Turn the data records below into a Markdown table with two columns, "No." for the row number and "Text" for each line. Leave out any blank lines.

— START Records for this task —

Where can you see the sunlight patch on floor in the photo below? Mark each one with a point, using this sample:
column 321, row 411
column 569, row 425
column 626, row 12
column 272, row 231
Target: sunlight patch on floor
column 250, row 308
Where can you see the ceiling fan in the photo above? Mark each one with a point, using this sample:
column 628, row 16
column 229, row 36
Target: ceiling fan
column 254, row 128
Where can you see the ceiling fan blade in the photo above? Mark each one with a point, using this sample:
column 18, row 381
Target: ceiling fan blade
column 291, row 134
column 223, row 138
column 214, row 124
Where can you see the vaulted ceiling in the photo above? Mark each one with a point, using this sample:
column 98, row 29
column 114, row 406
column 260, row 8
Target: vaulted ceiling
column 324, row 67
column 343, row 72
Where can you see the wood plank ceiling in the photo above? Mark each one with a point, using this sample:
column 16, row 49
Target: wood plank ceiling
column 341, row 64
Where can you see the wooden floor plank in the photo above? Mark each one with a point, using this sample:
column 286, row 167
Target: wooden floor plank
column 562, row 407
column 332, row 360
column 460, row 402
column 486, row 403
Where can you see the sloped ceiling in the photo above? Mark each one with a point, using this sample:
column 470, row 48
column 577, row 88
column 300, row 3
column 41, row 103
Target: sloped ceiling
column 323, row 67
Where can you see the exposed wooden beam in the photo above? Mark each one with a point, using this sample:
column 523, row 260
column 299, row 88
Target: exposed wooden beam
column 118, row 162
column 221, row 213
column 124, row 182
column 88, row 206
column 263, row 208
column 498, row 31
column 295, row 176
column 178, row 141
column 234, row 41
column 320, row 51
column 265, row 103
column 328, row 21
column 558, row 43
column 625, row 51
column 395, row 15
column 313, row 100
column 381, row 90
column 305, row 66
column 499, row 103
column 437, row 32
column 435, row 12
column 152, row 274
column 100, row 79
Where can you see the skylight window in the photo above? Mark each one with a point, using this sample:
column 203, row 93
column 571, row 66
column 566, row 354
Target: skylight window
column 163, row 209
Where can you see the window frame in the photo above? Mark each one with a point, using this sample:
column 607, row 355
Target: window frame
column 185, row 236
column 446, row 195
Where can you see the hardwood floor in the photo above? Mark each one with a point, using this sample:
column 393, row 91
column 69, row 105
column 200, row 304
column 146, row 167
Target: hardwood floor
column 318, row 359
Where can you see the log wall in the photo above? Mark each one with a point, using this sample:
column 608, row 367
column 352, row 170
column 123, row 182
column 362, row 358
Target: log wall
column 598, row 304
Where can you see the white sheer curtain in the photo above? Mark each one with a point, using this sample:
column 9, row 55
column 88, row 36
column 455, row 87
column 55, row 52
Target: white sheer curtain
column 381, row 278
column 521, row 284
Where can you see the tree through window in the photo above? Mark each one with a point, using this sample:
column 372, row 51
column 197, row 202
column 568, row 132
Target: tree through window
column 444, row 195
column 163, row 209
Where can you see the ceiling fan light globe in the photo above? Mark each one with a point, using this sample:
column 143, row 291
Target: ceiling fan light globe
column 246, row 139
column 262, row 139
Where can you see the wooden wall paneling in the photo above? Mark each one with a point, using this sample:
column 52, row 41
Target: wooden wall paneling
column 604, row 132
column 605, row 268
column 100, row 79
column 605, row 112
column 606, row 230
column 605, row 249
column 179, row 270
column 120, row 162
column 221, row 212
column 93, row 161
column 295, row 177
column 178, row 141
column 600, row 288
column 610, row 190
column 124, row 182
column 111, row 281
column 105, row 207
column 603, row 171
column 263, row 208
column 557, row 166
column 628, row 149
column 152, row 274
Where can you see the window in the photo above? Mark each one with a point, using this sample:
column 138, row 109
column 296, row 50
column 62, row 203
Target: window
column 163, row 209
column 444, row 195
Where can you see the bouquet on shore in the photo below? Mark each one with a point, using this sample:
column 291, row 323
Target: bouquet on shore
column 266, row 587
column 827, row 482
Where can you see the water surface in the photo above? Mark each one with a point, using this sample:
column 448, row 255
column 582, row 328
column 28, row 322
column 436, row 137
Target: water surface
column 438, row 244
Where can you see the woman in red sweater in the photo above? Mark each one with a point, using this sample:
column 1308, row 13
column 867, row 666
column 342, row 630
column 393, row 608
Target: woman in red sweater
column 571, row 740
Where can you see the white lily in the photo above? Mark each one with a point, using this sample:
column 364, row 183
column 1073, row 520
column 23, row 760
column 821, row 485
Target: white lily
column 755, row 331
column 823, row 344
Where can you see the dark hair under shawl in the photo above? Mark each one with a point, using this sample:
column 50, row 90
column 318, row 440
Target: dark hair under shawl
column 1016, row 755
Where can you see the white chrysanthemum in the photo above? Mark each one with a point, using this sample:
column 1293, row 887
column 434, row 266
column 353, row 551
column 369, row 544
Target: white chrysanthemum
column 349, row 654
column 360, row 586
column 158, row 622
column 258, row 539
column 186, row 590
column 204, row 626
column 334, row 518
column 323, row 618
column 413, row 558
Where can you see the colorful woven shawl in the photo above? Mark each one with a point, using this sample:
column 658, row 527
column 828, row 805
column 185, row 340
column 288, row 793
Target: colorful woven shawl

— END Records for this task —

_Answer_:
| No. | Text |
|---|---|
| 1 | Where can you see the sunlight patch on floor in the photo below? Mark each one with a point, using this sample: |
| 2 | column 321, row 411 |
| 3 | column 569, row 425 |
| 4 | column 626, row 12 |
| 5 | column 272, row 231 |
| 6 | Target: sunlight patch on floor |
| 7 | column 250, row 308 |
| 8 | Where can you see the ceiling fan in the photo above? Mark each one with a point, using this sample: |
| 9 | column 628, row 16 |
| 10 | column 229, row 36 |
| 11 | Target: ceiling fan |
| 12 | column 254, row 128 |
| 13 | Where can you see the ceiling fan blade in the photo above? Mark each one with a point, using this sample: |
| 14 | column 18, row 381 |
| 15 | Target: ceiling fan blade |
| 16 | column 291, row 134 |
| 17 | column 223, row 138 |
| 18 | column 214, row 124 |
| 19 | Where can you see the vaulted ceiling in the photo above? Mark each one with a point, using this sample: |
| 20 | column 98, row 29 |
| 21 | column 114, row 406 |
| 22 | column 260, row 8 |
| 23 | Target: vaulted ceiling |
| 24 | column 324, row 67 |
| 25 | column 343, row 72 |
| 26 | Where can you see the wood plank ceiling in the photo above? Mark each one with a point, using this sample: |
| 27 | column 16, row 49 |
| 28 | Target: wood plank ceiling |
| 29 | column 341, row 64 |
| 30 | Where can you see the wooden floor plank in the photo above? Mark each one with a point, using this sample: |
| 31 | column 286, row 167 |
| 32 | Target: wooden floor plank |
| 33 | column 562, row 407 |
| 34 | column 332, row 360 |
| 35 | column 460, row 402 |
| 36 | column 486, row 403 |
| 37 | Where can you see the sloped ceiling in the photo above? Mark each one with a point, using this sample: |
| 38 | column 470, row 48 |
| 39 | column 577, row 88 |
| 40 | column 300, row 3 |
| 41 | column 41, row 103 |
| 42 | Target: sloped ceiling |
| 43 | column 323, row 67 |
| 44 | Where can you see the exposed wooden beam in the photo above? Mark each one with a point, using this sample: |
| 45 | column 523, row 260 |
| 46 | column 299, row 88 |
| 47 | Target: exposed wooden beam |
| 48 | column 118, row 162 |
| 49 | column 221, row 213 |
| 50 | column 124, row 182 |
| 51 | column 88, row 206 |
| 52 | column 263, row 208 |
| 53 | column 498, row 31 |
| 54 | column 295, row 176 |
| 55 | column 178, row 141 |
| 56 | column 234, row 41 |
| 57 | column 320, row 51 |
| 58 | column 265, row 103 |
| 59 | column 328, row 21 |
| 60 | column 558, row 43 |
| 61 | column 625, row 51 |
| 62 | column 395, row 15 |
| 63 | column 313, row 100 |
| 64 | column 381, row 90 |
| 65 | column 305, row 66 |
| 66 | column 499, row 103 |
| 67 | column 437, row 32 |
| 68 | column 435, row 12 |
| 69 | column 152, row 274 |
| 70 | column 100, row 79 |
| 71 | Where can you see the skylight window in the photo above? Mark each one with a point, using this sample: |
| 72 | column 203, row 93 |
| 73 | column 571, row 66 |
| 74 | column 566, row 354 |
| 75 | Target: skylight window |
| 76 | column 163, row 209 |
| 77 | Where can you see the window frame in the photo above? Mark each one with a point, using this sample: |
| 78 | column 607, row 355 |
| 79 | Target: window frame |
| 80 | column 185, row 236 |
| 81 | column 446, row 195 |
| 82 | Where can you see the hardwood floor in the photo above? Mark each one with a point, using this sample: |
| 83 | column 393, row 91 |
| 84 | column 69, row 105 |
| 85 | column 200, row 304 |
| 86 | column 146, row 167 |
| 87 | Target: hardwood floor |
| 88 | column 318, row 359 |
| 89 | Where can you see the log wall in the photo above? Mark each one with a point, using this sample: |
| 90 | column 608, row 367 |
| 91 | column 352, row 170 |
| 92 | column 123, row 182 |
| 93 | column 362, row 358 |
| 94 | Target: log wall |
| 95 | column 598, row 304 |
| 96 | Where can you see the white sheer curtain in the photo above? Mark each one with a point, using this sample: |
| 97 | column 9, row 55 |
| 98 | column 88, row 36 |
| 99 | column 455, row 87 |
| 100 | column 55, row 52 |
| 101 | Target: white sheer curtain |
| 102 | column 381, row 278 |
| 103 | column 521, row 284 |
| 104 | Where can you see the tree through window in the photo above? Mark each one with a point, using this sample: |
| 105 | column 372, row 51 |
| 106 | column 197, row 202 |
| 107 | column 568, row 132 |
| 108 | Target: tree through window |
| 109 | column 444, row 195 |
| 110 | column 163, row 209 |
| 111 | Where can you see the ceiling fan light globe in the photo above? Mark each one with a point, using this sample: |
| 112 | column 143, row 291 |
| 113 | Target: ceiling fan light globe |
| 114 | column 246, row 139 |
| 115 | column 262, row 139 |
| 116 | Where can you see the wooden wall paneling in the photo above? Mark each one with a point, using this sample: |
| 117 | column 52, row 41 |
| 118 | Target: wooden wall paneling |
| 119 | column 604, row 132 |
| 120 | column 605, row 268 |
| 121 | column 100, row 79 |
| 122 | column 605, row 112 |
| 123 | column 606, row 230 |
| 124 | column 605, row 249 |
| 125 | column 179, row 270 |
| 126 | column 120, row 162 |
| 127 | column 221, row 212 |
| 128 | column 93, row 161 |
| 129 | column 295, row 177 |
| 130 | column 178, row 141 |
| 131 | column 600, row 288 |
| 132 | column 610, row 190 |
| 133 | column 124, row 182 |
| 134 | column 111, row 281 |
| 135 | column 105, row 207 |
| 136 | column 603, row 171 |
| 137 | column 263, row 208 |
| 138 | column 557, row 166 |
| 139 | column 628, row 149 |
| 140 | column 152, row 274 |
| 141 | Where can you see the window in the photo above? Mark each one with a point, using this sample: |
| 142 | column 138, row 109 |
| 143 | column 296, row 50 |
| 144 | column 62, row 203 |
| 145 | Target: window |
| 146 | column 163, row 209 |
| 147 | column 444, row 195 |
| 148 | Where can you see the bouquet on shore in the photo below? Mark each one with a point, using this sample: |
| 149 | column 291, row 323 |
| 150 | Target: bouquet on shore |
| 151 | column 266, row 587 |
| 152 | column 827, row 482 |
| 153 | Where can you see the water surface in the photo above? Mark each one with a point, using this sample: |
| 154 | column 448, row 255 |
| 155 | column 582, row 328 |
| 156 | column 28, row 322 |
| 157 | column 436, row 137 |
| 158 | Target: water surface |
| 159 | column 438, row 244 |
| 160 | Where can you see the woman in red sweater in the photo above? Mark each one with a point, using this sample: |
| 161 | column 1308, row 13 |
| 162 | column 867, row 666 |
| 163 | column 342, row 630 |
| 164 | column 393, row 608 |
| 165 | Target: woman in red sweater |
| 166 | column 571, row 740 |
| 167 | Where can you see the white lily in the photo above? Mark each one with a point, using this sample: |
| 168 | column 364, row 183 |
| 169 | column 1073, row 520 |
| 170 | column 23, row 760 |
| 171 | column 821, row 485 |
| 172 | Target: white lily |
| 173 | column 755, row 331 |
| 174 | column 823, row 344 |
| 175 | Where can you see the dark hair under shawl in the photo above? Mark each one with a point, using this sample: |
| 176 | column 50, row 90 |
| 177 | column 318, row 440 |
| 178 | Target: dark hair under shawl |
| 179 | column 1016, row 755 |
| 180 | Where can you see the white chrysanthemum in the photo above? Mark each one with a point, using this sample: |
| 181 | column 1293, row 887 |
| 182 | column 434, row 266 |
| 183 | column 353, row 551 |
| 184 | column 369, row 544 |
| 185 | Target: white chrysanthemum |
| 186 | column 349, row 654 |
| 187 | column 360, row 586 |
| 188 | column 158, row 622 |
| 189 | column 258, row 539 |
| 190 | column 186, row 590 |
| 191 | column 204, row 626 |
| 192 | column 334, row 518 |
| 193 | column 323, row 618 |
| 194 | column 413, row 558 |
| 195 | Where can you see the colorful woven shawl in the photo above? Mark each one with a point, using this sample: |
| 196 | column 658, row 527 |
| 197 | column 828, row 805 |
| 198 | column 185, row 340 |
| 199 | column 288, row 793 |
| 200 | Target: colorful woven shawl |